Retype the following lines exactly as they appear, leaving the pictures out of your answer.

[Stored dataset items]

--

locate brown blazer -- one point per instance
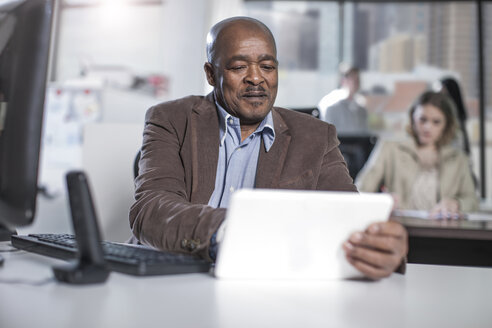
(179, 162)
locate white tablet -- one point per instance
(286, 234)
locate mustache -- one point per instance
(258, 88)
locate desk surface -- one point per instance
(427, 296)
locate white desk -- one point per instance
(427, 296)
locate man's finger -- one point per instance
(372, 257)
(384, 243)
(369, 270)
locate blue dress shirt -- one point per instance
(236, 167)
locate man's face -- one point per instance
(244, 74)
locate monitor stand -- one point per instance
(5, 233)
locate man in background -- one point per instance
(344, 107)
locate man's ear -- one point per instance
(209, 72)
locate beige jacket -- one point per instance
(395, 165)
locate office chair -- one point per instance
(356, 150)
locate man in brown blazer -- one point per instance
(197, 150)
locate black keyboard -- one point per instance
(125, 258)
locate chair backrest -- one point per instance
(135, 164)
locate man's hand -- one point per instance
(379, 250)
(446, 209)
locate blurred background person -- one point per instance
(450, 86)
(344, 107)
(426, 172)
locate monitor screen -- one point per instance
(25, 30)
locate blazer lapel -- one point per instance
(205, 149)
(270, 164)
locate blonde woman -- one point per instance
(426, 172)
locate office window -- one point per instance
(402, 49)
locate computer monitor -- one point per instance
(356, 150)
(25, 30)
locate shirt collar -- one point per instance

--

* [Exercise result]
locate brown blazer -- one point per instance
(179, 162)
locate white tablet -- one point per instance
(286, 234)
locate mustache -- one point per instance
(258, 88)
locate desk surface -- one point per instance
(427, 296)
locate white desk -- one point per instance
(427, 296)
locate man's finger -- one point per instance
(372, 257)
(384, 243)
(369, 270)
locate blue dress shirt -- one point per instance
(236, 167)
locate man's face -- one point per instance
(244, 74)
locate monitor stand -- one point per instance
(5, 233)
locate man in background -- one point per instance
(344, 107)
locate man's ear -- one point per instance
(209, 72)
locate beige jacket -- one point per instance
(395, 165)
locate office chair -- one point per instance
(356, 150)
locate man in brown blazer -- one point per instance
(197, 150)
locate black keyboard -- one point per instance
(125, 258)
locate chair backrest -- one point per instance
(135, 164)
locate man's hand -- one point per instance
(379, 250)
(446, 209)
locate blurred background person -- one point per instance
(450, 86)
(344, 107)
(426, 172)
locate monitor screen -- one point per instance
(25, 30)
locate blazer lapel -- one point per instance
(205, 149)
(270, 164)
locate blonde woman -- one point per instance
(426, 172)
locate office window -- one point per instance
(402, 49)
locate computer monitor -- one point per instance
(356, 150)
(25, 30)
locate shirt collar -- one point per instance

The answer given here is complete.